### Brief 1:
According to the report on France condemning North Korea's nuclear test, when was the UN Security Council set to hold its emergency session?

France slams North Korea nuclear bomb test

French President Francois Hollande on Tuesday strongly condemned North Korea's nuclear test and said Paris would back firm action by the UN Security Council.

France slams North Korea nuclear bomb test
South Korean passengers at the Seoul train station watch TV news reporting North Korea's apparent nuclear test on February 12th (Photo: Kim Jae-Hwan/AFP)

"I condemn in the strongest terms the latest nuclear test by North Korea," he said in a statement, adding that France "will back strong action by the UN Security Council and will work to this end with its partners".

Hollande called on Pyongyang to "unconditionally abstain from staging any acts which will heighten tension in the Korean peninsula and impact on peace and international security."

He also urged North Korea to abide by "its international obligations and proceed to completely and irreversibly dismantle its nuclear and ballistic programme in a manner which is verifiable".

The United States, China and Russia joined other world powers in a chorus of condemnation of a test carried out in defiance of stark international warnings.

US President Barack Obama called for "swift and credible" action after the underground blast as main ally China expressed its "firm opposition" to the nuclear test and Russia urged Pyongyang to halt its "illegal actions."

UN Chief Ban Ki-moon said he was "gravely concerned about the negative impact of this deeply destabilizing act" as the Security Council prepared to hold an emergency session at 9am in New York (1400 GMT).

Japanese Prime Minister Shinzo Abe meanwhile called the test a "grave threat" to his country that "cannot be tolerated," while Britain called for a "robust response" and Germany said further sanctions should be considered.

Even Iran — under harsh UN sanctions over its own controversial nuclear program — used the occasion to call for a nuclear weapons-free world, while defending its own atomic program, which it claims is entirely peaceful.

The provocative North Korean test flew in the face of the UN Security Council's warning last month of a "significant" response to any such move, and came hours before Obama was to deliver his annual State of the Union address.

### Raw records:

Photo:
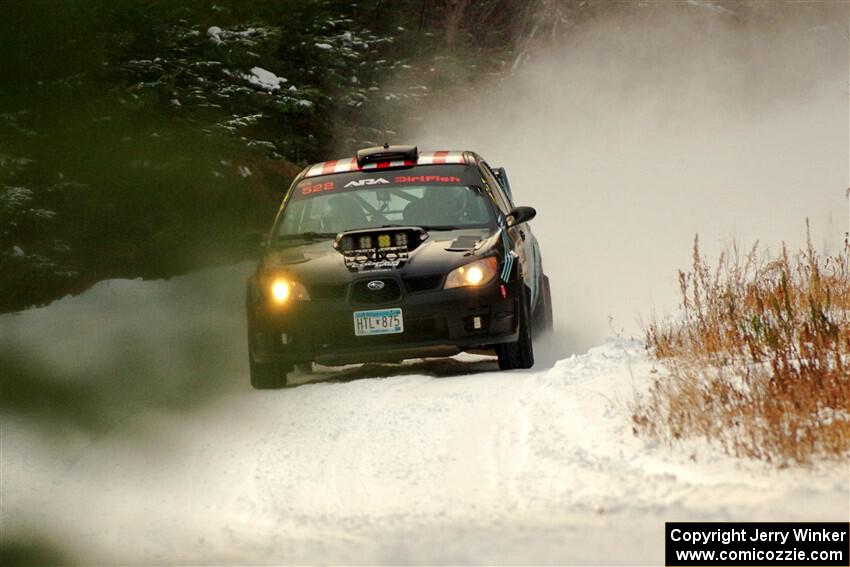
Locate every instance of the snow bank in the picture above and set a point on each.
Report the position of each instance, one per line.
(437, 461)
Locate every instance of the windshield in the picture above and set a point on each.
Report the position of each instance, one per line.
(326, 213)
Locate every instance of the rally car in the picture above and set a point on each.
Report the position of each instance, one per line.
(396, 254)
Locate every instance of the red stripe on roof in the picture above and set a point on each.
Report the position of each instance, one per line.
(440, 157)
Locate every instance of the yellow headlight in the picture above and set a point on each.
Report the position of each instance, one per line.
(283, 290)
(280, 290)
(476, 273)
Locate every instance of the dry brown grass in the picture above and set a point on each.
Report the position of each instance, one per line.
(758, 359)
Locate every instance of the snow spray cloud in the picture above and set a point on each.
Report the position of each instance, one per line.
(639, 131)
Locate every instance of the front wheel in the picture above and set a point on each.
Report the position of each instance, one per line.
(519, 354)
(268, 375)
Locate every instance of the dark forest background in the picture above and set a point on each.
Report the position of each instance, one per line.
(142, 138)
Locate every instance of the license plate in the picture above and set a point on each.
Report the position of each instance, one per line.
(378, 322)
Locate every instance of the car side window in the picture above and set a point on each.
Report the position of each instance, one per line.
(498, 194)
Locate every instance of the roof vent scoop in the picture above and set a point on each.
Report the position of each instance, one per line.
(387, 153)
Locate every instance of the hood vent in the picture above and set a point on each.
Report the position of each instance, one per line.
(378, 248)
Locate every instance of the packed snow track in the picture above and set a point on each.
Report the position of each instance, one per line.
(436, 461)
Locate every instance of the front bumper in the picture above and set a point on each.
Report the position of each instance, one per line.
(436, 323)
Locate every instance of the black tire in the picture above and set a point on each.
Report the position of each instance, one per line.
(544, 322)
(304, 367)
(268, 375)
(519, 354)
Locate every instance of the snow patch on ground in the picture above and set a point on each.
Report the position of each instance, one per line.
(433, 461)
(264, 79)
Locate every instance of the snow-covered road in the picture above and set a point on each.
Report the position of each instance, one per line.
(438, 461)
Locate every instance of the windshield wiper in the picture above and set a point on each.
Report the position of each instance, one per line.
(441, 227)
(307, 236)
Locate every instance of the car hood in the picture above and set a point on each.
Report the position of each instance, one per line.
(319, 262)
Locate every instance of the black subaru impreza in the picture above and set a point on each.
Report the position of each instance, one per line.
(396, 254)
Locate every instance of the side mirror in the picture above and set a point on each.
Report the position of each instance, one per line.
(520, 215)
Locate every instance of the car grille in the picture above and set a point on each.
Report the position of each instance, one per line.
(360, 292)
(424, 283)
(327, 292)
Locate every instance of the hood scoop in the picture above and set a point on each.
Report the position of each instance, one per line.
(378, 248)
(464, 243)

### Brief 2:
List each line in the records that includes the word "black".

### Problem solution 1:
At 9am in New York (1400 GMT).

### Problem solution 2:
Locate every instance of the black tire in the picture above and set a point on each.
Locate every instance of the black subaru impreza in the picture above and set a point on each.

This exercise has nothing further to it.